Your task: Your output must match the records exactly, line for line.

------------------------

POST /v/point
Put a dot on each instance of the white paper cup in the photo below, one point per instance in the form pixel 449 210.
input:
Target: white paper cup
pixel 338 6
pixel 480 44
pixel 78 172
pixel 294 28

------------------------

The answer:
POST /v/point
Put a dot on each instance of the white paper cup in the photo below, one point per instance in the form pixel 449 210.
input:
Target: white paper cup
pixel 338 6
pixel 480 44
pixel 78 172
pixel 294 28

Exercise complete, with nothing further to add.